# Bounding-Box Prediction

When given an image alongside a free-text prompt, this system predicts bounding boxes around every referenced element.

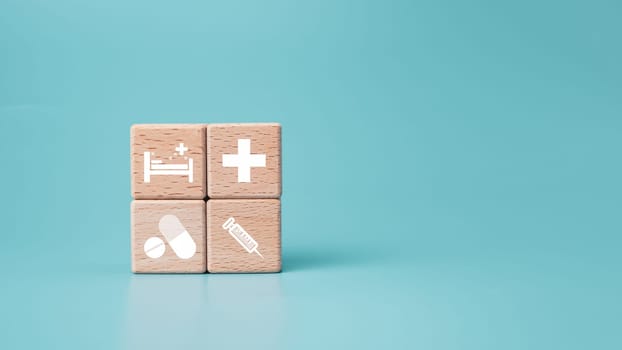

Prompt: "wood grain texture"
[207,199,281,273]
[207,123,281,198]
[131,124,206,199]
[131,200,206,273]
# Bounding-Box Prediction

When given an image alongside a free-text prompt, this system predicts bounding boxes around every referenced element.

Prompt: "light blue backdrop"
[1,1,620,349]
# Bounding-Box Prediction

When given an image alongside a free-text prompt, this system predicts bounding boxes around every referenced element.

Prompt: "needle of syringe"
[254,249,264,259]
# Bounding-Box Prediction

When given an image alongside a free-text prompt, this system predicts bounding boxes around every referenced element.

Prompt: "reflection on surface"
[124,274,284,349]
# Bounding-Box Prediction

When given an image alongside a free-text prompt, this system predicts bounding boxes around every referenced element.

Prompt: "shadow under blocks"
[130,123,282,273]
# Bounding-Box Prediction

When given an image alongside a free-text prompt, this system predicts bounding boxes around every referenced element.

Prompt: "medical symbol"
[143,214,197,259]
[222,139,266,183]
[175,143,188,155]
[222,217,263,258]
[144,144,193,183]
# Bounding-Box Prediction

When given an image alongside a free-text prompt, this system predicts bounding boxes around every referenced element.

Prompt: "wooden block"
[131,200,206,273]
[207,123,281,198]
[131,124,206,199]
[207,199,281,273]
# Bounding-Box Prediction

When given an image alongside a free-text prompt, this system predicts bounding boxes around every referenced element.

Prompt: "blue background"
[1,1,621,349]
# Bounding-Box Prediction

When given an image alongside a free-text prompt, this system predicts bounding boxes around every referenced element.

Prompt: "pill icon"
[144,237,166,259]
[158,214,197,259]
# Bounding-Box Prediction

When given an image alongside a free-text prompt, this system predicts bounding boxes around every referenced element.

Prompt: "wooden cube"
[131,124,206,199]
[207,199,281,273]
[207,123,281,198]
[131,200,206,273]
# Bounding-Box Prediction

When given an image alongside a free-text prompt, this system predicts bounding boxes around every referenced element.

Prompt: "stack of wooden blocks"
[130,123,281,273]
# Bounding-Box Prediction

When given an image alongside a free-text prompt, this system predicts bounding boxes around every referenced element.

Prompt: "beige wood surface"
[132,200,206,273]
[131,124,206,199]
[207,199,281,273]
[207,123,281,199]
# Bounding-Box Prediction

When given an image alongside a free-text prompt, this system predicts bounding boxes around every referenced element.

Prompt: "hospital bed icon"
[144,150,194,183]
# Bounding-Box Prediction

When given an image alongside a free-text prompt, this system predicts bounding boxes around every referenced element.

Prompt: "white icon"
[175,143,188,155]
[222,139,266,183]
[144,143,193,183]
[222,217,263,258]
[143,237,166,259]
[143,214,197,260]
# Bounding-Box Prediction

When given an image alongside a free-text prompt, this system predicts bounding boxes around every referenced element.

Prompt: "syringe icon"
[222,217,264,258]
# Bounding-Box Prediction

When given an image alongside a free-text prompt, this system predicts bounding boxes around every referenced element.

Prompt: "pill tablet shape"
[144,237,166,259]
[158,214,197,259]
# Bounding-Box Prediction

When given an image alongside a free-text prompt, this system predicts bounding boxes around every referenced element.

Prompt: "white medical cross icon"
[222,139,266,183]
[175,143,188,155]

= = =

## Task requirements
Once the pictures are removed, print all the remaining data exactly as it stands.

## Completed exercise
# Bounding-Box Prediction

When given an image alongside a free-text prompt, this system predicts bounding boxes around every referenced element.


Prompt: "wood grain texture"
[207,199,281,273]
[207,123,281,198]
[131,124,206,199]
[131,200,206,273]
# Bounding-Box Prediction

When given an image alongside a free-text prompt, this system predicts bounding boxes around every referenced element.

Prompt: "light blue backdrop"
[1,1,620,349]
# Bounding-Box Prediction

When given an image alongside a free-text prompt, this system predicts bounding boxes around every referenced element.

Prompt: "needle of syringe"
[254,249,264,259]
# Bounding-Box Prediction

When given an image alongside a free-text prompt, this system predicts bounding boxes around every referenced element.

Prompt: "reflection on surface"
[124,274,284,349]
# Bounding-Box Prediction

When given an image alongside a free-text prompt, this system predicts bounding boxes around every referenced element.

Prompt: "shadow under blocks"
[130,123,282,273]
# Bounding-Box Prediction

When given an image alongside a free-text prompt, this system predicts bounding boxes around every referenced element.

Prompt: "medical symbol"
[143,214,197,259]
[222,139,266,183]
[175,143,188,155]
[222,217,263,258]
[144,144,193,183]
# Bounding-Box Prediction

When given an image alongside a free-text prompt, this system predicts bounding boxes around every referenced element.

Prompt: "wooden block"
[131,200,206,273]
[207,123,281,198]
[131,124,206,199]
[207,199,281,273]
# Bounding-Box Prediction

When given an image alongside a free-text prompt, this system predicts bounding boxes around every referenced element.

Prompt: "blue background"
[1,1,621,349]
# Bounding-Box Prediction

When given an image alongside a free-text prompt, this system predicts bounding boxes around every referenced element.

Prompt: "pill icon"
[144,237,166,259]
[158,214,197,259]
# Bounding-Box Prediction

When given an image alongside a free-text prompt, this system predicts bounding boxes around every referenced element.

Prompt: "wooden cube"
[131,124,206,199]
[207,199,281,273]
[207,123,281,198]
[131,200,206,273]
# Bounding-Box Prediction

When given an image alongside a free-text prompt, this system predicts bounding boxes around every referenced element.

Prompt: "stack of wooden blocks"
[130,123,281,273]
# Bounding-Box Prediction

When given an image alongside a free-text prompt, this system predicts bounding boxes around every referenced element.

Prompt: "beige wood surface"
[132,200,206,273]
[131,124,206,199]
[207,199,281,273]
[207,123,281,199]
# Bounding-Box Prediction

When given an image alongside a free-text prompt, this system predicts bounding boxes around every referenced element.

Prompt: "hospital bed icon"
[144,150,194,183]
# Bounding-Box Prediction

When given an image alongside a free-text prompt, this system predicts bounding boxes around every referenced element.

Prompt: "white icon"
[175,143,188,155]
[222,139,266,183]
[144,143,193,183]
[222,217,263,258]
[143,237,166,259]
[143,214,197,260]
# Bounding-Box Prediction

When given an image alongside a free-text prompt, this system predicts bounding boxes around every referenced element.

Prompt: "syringe icon"
[222,217,264,258]
# Bounding-Box Prediction

When given an image alongside a free-text prompt, this system predicts bounding boxes around every referenced element.

Prompt: "pill tablet shape"
[144,237,166,259]
[158,214,197,259]
# Bounding-Box Prediction

When given an image alongside a free-text prompt, this system predicts bounding boxes around every referenced element.

Prompt: "white medical cross icon"
[222,139,266,183]
[175,143,188,155]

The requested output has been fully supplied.